To do »
1. Answer these questions using the article on New Year food traditions:
(a) How many grapes do many Spanish and Latin cultures eat at midnight?
(b) What do oranges represent during Chinese New Year?
(c) Why do some Asian cultures believe lobster and crab are bad luck?
2. Repeat word for word the section of the article on New Year food traditions that starts at "Most cultures around" and ends at "around the world.".

Meijer Healthy Living: Kicking off a healthy New Year

Published On: Dec 18 2013 01:23:07 PM EST

Most cultures around the world celebrate the New Year by enjoying foods that are thought to bring health, wealth or long life.  

Surprisingly, many of these food traditions are healthy options also. 

Check out these New Year’s food traditions from around the world.

Fish, with shiny scales resemble silver or money.  And since fish swim in schools, they symbolize abundance. Fish are typically low-calorie and eating fish can help promote a healthy body weight.  Fish are also an excellent source of lean protein, essential minerals, and healthy fats. 

Soba noodles, long noodles: Noodles symbolize long life.  But, according to Japanese custom, don’t break the noodle in your mouth since it is considered bad luck.  Whole grain noodles are a good source of fiber and energy producing healthy carbohydrates.

Eating greens, the color of money, may bring money and prosperity for the New Year.  Greens are very low calorie and are packed with nutrients such as energy boosting B-vitamins, iron for healthy blood, and antioxidants that help to defend against agents that cause aging and chronic disease.

In many cultures fruit symbolizes health, wealth and vitality. 

Display a good luck fruit basket on your kitchen table with these healthy treats: 

Pomegranate:  In Greece and Turkey - Symbolizes good health (red color for the heart) and abundance because of its many seeds (the Greeks smash a pomegranate at their front door on New Year’s  - the more seeds, the more luck!)

Grapes:  Symbolic for good luck.  Many Spanish and Latin cultures eat 12 grapes at midnight, one for each stroke of the clock representing each month of the year.  If a grape is sweet, then it will be a good month; if it is sour—not so good. 

Citrus is enjoyed during Chinese New Year; Tangerines represent good luck, and oranges represent wealth. 

Apples are associated with peace, good health and harmony.  The apple also resembles the shape of the heart and with its soluble fibers and phytochemicals, eating apples helps to promote heart health including healthy blood pressure.

Beans – they’re good for your heart and might be good for your wallet too.  Since some beans resemble coins, beans symbolize prosperity in many cultures. But the type of legume traditionally consumed for the New Year depends on where you live.  Southern favorites often include black-eyed peas in the form of Hoppin’ John (black-eyed peas with rice, chopped onion and sliced bacon) or Texas Caviar, a salsa style dish made with black-eyed peas, tomatoes green peppers, cilantro and jalapenos.   Beans are an inexpensive source of protein, vitamins and fiber which supports gut health. 

What to Not Eat? 

Some Asian cultures believe that both Lobster and Crab are bad luck, since these shellfish walk backwards – symbolizing your luck or life going backwards.   Others believe that eating chicken or other fowl may cause your good luck and prosperity to fly away.

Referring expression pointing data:
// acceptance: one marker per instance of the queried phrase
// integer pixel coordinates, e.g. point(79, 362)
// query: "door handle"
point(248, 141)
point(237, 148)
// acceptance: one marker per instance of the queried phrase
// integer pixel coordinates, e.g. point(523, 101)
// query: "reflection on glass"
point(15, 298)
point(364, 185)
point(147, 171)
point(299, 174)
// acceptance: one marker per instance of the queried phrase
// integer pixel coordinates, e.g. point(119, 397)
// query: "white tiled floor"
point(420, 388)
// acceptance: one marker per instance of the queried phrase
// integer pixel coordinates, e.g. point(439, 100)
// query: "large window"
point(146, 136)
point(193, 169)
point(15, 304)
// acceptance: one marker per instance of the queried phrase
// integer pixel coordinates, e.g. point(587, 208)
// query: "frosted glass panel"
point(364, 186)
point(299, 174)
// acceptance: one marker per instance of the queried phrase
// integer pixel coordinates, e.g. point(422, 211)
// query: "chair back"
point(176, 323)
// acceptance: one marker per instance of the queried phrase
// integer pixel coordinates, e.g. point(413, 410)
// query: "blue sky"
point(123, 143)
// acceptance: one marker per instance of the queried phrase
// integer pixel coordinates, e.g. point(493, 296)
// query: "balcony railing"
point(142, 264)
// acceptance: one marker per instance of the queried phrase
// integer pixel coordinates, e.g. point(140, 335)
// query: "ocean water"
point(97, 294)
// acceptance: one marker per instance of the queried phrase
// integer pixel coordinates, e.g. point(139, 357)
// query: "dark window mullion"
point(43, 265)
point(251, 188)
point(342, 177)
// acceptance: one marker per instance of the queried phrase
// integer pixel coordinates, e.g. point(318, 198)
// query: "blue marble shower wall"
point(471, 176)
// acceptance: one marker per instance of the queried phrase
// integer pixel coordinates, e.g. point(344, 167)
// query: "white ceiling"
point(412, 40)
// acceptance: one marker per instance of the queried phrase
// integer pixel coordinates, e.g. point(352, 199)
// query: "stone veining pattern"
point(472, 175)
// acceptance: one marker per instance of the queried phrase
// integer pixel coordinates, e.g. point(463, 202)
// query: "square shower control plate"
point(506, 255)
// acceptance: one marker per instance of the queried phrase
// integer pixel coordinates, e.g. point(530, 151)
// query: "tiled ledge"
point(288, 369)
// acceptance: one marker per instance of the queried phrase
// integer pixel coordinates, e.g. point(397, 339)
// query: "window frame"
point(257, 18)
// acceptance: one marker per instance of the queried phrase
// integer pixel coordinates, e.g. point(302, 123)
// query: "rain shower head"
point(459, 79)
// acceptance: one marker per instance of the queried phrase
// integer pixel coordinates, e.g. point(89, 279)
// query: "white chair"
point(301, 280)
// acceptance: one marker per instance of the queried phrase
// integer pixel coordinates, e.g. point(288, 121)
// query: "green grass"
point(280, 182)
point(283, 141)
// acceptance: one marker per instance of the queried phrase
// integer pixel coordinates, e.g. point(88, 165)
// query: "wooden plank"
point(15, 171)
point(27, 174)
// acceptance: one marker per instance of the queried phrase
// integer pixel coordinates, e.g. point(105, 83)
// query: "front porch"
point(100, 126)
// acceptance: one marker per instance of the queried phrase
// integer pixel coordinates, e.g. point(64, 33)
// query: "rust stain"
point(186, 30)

Answer set »
1.
(a) 12 grapes, one for each stroke of the clock.
(b) Wealth.
(c) These shellfish walk backwards, which stands for your luck or life going backwards.

2.
Most cultures around the world celebrate the New Year by enjoying foods that are thought to bring health, wealth or long life.  

Surprisingly, many of these food traditions are healthy options also. 

Check out these New Year’s food traditions from around the world.